• **TASK GOAL**: Transcribe the passage of the bankruptcy case summary below that opens with the words containing "Chicago Bankruptcy Judge" and closes with "Adv. No. 11-A-2398.".

--- begin EXTRACT TO READ ---

Category Archives: Important Case Summaries

Chicago Bankruptcy Judge Dismisses the Complaint of a PACA Trust Creditor Who Sought to Prevent the Discharge of a PACA Trust Debt

On July 30, 2012, Judge Wedoff (U.S. Bankruptcy Judge in the Northern District of Illinois) issued a Memorandum of Decision in a personal chapter 7 bankruptcy case that addressed a very critical issue:

“Whether a person subject to the PACA trust who fails to secure payment for commodities that the trust encompasses incurs a debt excepted from discharge in bankruptcy…”

Relying heavily on Follett Higher Education Group, Inc. v. Berman (In re Berman), 629 F.3d 761, 767-69 (7th Cir. 2011)(tracing the history of decisions interpreting statutory provisions excepting debts from discharge based on a breach of fiduciary duty), Judge Wedoff said:No! See In re Jose Bolanos (N.D. IL) Adv. No. 11-A-2398.

As a prelude to this discussion, it is important to know, as Judge Wedoff pointed out, that “[a] number of courts have advanced a different interpretation of a PACA trustee’s fiduciary obligations for purposes of § 523(a)(4), holding the language of the PACA statute does impose a technical trust. See, e.g., E. Armata, Inc. v. Parra (In re Parra), 412 B.R. 99, 105 (Bankr. E.D.N.Y. 2009); A.J. Rinella & Co., Inc. v. Bartlett (In re Bartlett), 397 B.R. 610, 620 (Bankr. D. Mass. 2008); KGB Int’l, Inc. v. Watford (In re Watford), 374 B.R. 184, 190 (Bankr. M.D.N.C. 2007).

--- end EXTRACT TO READ ---
--- begin EXCERPTED DATA ---

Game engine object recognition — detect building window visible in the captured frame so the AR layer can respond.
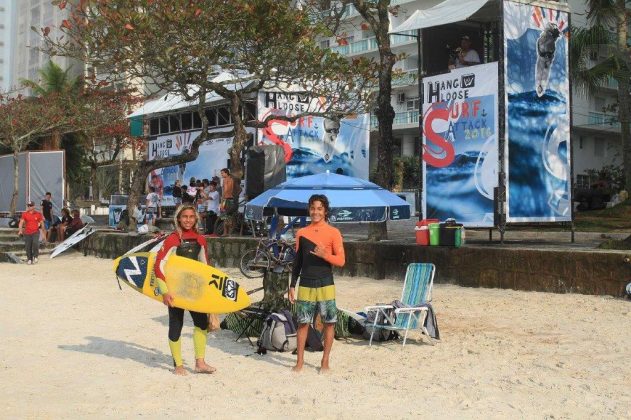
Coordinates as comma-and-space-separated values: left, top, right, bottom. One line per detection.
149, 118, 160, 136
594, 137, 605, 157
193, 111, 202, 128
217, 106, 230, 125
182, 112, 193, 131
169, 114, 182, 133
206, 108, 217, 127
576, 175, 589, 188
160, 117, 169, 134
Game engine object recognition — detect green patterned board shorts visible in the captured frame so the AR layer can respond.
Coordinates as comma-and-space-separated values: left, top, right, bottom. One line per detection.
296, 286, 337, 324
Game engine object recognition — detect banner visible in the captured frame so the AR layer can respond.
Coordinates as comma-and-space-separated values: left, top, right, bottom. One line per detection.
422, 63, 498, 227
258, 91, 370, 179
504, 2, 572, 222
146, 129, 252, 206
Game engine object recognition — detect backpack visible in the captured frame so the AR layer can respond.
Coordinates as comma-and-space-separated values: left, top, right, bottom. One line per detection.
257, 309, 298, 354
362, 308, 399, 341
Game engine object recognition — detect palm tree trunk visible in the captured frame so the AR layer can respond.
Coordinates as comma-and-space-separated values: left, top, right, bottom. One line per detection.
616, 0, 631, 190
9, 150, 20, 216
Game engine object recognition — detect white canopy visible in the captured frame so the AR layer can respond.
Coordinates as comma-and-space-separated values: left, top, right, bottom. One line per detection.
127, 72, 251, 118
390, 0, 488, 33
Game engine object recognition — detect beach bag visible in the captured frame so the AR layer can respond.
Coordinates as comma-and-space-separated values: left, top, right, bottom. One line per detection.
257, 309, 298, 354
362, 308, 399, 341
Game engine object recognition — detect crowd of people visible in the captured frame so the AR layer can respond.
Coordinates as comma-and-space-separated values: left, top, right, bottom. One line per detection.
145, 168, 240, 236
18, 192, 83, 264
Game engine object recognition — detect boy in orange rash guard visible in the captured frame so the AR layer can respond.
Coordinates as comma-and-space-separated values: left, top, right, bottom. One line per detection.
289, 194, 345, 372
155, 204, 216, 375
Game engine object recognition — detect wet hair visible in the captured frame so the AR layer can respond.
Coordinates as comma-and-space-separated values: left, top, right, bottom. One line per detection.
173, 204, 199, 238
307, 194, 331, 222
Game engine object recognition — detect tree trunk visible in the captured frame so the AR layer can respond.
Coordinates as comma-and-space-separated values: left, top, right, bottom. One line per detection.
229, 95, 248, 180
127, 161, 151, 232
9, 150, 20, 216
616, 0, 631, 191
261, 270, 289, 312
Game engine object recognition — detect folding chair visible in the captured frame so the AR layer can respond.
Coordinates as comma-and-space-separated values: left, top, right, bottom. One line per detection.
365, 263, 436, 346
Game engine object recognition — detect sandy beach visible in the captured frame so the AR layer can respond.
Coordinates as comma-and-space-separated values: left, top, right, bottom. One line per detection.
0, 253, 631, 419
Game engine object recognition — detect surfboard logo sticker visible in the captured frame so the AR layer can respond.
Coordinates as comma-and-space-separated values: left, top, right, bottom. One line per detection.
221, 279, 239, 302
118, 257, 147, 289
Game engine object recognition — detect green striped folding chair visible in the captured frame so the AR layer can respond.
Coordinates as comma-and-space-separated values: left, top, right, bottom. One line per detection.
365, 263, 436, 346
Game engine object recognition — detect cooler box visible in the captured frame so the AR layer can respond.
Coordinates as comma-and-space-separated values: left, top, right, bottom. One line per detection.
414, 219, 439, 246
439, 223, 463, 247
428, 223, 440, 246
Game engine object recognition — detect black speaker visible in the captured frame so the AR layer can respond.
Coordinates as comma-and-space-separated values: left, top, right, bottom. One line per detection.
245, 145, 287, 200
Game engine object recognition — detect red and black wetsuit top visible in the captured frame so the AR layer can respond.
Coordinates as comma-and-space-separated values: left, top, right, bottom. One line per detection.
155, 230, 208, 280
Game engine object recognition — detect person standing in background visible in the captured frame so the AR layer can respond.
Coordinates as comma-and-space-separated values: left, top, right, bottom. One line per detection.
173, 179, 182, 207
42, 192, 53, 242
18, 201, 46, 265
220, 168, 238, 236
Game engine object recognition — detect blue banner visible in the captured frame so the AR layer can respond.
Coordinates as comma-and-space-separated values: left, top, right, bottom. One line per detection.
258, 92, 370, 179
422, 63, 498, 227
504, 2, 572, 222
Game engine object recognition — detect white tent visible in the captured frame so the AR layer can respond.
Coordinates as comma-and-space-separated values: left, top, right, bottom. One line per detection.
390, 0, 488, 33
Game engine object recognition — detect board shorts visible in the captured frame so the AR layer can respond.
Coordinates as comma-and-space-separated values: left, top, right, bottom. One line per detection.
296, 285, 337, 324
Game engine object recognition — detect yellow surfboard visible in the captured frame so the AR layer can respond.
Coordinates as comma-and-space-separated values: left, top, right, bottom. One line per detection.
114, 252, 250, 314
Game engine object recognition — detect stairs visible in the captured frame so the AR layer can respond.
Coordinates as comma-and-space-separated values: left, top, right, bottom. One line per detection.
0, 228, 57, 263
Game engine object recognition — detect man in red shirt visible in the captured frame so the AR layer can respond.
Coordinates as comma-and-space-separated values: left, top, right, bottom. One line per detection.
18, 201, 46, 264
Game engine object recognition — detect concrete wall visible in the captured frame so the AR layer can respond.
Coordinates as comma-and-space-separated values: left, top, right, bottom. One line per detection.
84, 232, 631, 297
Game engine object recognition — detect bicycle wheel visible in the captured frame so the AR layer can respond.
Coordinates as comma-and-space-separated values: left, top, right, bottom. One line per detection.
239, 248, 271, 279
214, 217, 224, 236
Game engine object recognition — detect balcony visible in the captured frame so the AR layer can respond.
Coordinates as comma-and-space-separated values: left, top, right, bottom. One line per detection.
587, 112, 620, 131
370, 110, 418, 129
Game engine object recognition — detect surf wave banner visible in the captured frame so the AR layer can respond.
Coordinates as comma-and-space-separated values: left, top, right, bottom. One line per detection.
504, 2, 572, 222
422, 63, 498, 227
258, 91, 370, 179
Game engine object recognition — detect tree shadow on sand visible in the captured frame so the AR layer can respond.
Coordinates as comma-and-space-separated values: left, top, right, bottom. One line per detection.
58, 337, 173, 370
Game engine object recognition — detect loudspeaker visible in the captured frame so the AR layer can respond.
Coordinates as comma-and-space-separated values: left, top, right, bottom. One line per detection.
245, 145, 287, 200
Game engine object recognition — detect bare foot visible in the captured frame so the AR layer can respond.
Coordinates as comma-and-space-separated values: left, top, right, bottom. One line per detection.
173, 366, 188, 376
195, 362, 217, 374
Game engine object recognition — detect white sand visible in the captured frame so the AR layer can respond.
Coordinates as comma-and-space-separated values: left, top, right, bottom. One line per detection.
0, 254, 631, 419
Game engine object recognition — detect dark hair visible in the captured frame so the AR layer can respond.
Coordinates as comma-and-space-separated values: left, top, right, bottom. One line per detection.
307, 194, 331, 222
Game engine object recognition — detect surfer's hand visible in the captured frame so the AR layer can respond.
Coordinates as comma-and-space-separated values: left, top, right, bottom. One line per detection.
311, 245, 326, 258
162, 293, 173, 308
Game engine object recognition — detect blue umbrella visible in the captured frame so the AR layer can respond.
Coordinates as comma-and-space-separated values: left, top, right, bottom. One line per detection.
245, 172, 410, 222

--- end EXCERPTED DATA ---

• **FINAL ANSWER**:
Chicago Bankruptcy Judge Dismisses the Complaint of a PACA Trust Creditor Who Sought to Prevent the Discharge of a PACA Trust Debt

On July 30, 2012, Judge Wedoff (U.S. Bankruptcy Judge in the Northern District of Illinois) issued a Memorandum of Decision in a personal chapter 7 bankruptcy case that addressed a very critical issue:

“Whether a person subject to the PACA trust who fails to secure payment for commodities that the trust encompasses incurs a debt excepted from discharge in bankruptcy…”

Relying heavily on Follett Higher Education Group, Inc. v. Berman (In re Berman), 629 F.3d 761, 767-69 (7th Cir. 2011)(tracing the history of decisions interpreting statutory provisions excepting debts from discharge based on a breach of fiduciary duty), Judge Wedoff said:No! See In re Jose Bolanos (N.D. IL) Adv. No. 11-A-2398.